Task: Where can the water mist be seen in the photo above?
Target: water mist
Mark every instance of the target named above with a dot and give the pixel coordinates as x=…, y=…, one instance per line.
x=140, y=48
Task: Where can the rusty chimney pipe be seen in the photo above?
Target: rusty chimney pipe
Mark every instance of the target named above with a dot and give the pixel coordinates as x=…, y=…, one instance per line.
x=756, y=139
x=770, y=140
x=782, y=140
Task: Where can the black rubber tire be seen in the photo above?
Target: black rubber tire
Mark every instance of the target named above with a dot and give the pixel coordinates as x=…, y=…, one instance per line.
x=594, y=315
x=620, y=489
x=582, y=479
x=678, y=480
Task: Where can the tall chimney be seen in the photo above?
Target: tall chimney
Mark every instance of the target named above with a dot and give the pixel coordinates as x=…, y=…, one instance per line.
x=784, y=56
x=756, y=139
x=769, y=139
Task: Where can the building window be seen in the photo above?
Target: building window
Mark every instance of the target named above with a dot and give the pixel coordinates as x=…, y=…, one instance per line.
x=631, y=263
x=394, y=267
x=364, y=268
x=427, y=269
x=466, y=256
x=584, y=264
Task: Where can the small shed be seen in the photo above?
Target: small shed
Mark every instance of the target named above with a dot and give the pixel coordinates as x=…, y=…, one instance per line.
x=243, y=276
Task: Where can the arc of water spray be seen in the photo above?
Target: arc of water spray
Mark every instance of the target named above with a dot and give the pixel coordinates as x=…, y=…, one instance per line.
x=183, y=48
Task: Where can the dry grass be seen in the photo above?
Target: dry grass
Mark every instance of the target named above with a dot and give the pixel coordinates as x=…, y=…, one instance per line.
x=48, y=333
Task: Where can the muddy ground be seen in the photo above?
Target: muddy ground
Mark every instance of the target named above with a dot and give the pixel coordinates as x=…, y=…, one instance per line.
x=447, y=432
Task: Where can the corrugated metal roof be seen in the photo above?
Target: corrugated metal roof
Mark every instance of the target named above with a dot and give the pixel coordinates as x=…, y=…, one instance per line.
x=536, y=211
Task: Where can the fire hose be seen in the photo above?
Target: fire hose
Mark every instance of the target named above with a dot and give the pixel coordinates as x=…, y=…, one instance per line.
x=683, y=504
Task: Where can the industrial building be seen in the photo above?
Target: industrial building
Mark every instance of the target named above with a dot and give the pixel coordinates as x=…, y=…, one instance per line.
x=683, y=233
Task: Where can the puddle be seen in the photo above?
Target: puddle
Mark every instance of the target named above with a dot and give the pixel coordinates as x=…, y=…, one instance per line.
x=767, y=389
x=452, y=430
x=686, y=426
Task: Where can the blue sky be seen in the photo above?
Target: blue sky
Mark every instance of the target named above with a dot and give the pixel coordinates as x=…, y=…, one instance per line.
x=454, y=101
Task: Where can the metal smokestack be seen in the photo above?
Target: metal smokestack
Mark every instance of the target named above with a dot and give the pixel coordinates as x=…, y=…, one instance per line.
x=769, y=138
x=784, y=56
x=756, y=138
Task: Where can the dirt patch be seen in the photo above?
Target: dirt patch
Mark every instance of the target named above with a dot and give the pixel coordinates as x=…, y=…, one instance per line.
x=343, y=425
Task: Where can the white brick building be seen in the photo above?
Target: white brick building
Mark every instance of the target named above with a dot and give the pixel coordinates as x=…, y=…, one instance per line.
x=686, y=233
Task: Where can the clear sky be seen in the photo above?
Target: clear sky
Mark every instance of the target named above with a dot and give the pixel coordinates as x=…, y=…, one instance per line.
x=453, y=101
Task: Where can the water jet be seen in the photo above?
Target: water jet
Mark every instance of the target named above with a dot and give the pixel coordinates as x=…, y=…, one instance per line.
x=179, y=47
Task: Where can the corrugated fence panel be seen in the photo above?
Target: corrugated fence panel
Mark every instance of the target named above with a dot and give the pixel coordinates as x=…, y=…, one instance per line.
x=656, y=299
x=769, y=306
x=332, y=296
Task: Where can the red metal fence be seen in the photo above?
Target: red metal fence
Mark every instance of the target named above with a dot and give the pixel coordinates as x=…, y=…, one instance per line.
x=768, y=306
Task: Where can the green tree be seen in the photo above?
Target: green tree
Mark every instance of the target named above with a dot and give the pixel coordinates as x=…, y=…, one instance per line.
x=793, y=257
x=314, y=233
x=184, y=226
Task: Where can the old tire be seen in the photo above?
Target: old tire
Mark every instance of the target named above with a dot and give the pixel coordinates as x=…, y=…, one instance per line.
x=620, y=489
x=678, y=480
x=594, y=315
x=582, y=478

==================================================

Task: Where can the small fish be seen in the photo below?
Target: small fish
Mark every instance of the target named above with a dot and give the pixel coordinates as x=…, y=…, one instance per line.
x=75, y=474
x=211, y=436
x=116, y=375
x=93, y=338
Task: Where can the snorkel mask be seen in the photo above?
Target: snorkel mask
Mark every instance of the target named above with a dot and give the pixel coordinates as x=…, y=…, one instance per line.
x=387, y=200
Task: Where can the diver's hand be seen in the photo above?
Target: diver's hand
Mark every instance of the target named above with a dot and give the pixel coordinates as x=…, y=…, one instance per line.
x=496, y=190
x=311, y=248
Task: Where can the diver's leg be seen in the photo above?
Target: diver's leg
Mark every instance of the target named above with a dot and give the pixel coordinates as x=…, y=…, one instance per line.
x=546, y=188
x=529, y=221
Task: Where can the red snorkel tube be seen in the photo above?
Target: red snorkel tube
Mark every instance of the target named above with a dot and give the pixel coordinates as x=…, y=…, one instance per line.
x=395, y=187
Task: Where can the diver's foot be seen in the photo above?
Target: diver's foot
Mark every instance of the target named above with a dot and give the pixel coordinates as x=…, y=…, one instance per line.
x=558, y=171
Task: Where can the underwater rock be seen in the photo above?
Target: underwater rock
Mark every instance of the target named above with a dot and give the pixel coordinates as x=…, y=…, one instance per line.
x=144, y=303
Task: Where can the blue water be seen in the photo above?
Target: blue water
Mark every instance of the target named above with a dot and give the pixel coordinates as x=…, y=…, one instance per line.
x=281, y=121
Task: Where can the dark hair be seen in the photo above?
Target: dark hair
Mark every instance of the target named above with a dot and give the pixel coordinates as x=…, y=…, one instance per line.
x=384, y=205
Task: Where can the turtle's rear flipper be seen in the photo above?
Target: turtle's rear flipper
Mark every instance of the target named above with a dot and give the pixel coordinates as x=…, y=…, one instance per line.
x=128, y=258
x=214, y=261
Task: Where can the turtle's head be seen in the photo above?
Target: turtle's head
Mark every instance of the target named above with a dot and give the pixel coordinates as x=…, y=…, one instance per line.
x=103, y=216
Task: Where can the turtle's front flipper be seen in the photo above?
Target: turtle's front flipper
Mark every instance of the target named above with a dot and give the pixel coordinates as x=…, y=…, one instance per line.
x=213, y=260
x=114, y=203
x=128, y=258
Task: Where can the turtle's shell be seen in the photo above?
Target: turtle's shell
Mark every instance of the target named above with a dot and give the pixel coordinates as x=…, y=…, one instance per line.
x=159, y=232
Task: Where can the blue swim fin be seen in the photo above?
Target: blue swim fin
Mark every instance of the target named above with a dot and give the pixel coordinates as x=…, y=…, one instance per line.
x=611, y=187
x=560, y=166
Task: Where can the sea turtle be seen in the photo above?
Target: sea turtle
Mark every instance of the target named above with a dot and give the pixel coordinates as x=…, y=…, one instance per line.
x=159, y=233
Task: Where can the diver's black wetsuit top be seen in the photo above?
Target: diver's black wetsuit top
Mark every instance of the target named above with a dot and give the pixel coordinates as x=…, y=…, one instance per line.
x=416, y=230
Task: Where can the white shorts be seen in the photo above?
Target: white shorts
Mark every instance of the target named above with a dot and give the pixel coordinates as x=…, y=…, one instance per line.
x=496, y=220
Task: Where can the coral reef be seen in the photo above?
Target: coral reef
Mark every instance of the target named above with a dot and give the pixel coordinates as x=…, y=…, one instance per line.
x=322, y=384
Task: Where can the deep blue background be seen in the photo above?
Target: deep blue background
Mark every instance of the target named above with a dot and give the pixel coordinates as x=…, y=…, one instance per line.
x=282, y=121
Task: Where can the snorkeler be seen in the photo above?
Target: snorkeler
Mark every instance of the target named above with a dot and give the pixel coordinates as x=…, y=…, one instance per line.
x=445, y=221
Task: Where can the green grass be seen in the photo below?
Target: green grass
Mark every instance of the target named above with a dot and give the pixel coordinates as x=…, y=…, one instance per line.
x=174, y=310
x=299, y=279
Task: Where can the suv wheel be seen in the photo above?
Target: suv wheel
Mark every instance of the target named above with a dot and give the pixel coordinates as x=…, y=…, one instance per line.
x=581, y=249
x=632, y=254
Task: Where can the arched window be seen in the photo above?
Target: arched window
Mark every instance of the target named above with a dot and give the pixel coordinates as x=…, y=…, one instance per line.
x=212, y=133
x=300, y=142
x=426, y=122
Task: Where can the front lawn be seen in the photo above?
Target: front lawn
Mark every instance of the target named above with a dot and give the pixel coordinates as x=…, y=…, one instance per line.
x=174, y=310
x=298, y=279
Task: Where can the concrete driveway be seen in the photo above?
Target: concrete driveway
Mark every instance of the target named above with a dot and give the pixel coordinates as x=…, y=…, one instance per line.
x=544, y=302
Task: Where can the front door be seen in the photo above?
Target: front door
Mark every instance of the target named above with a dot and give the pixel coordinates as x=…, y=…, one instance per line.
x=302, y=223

==================================================

• _OBJECTIF_:
Mettez à jour les lignes allant de celle qui contient « Task: Where can the white brick » jusqu'à celle qui contient « x=453, y=101 » incluse, puis redonnez-les avec « clear sky » remplacé par « cloudless sky », sans rien changer d'autre.

• _RÉPONSE RÉDIGÉE_:
Task: Where can the white brick building be seen in the photo above?
Target: white brick building
Mark every instance of the target named above with a dot and give the pixel coordinates as x=…, y=…, one instance per line.
x=686, y=233
Task: Where can the cloudless sky be seen in the photo above?
Target: cloudless sky
Mark every instance of the target named above with a dot and give the pixel coordinates as x=…, y=…, one instance per line.
x=453, y=101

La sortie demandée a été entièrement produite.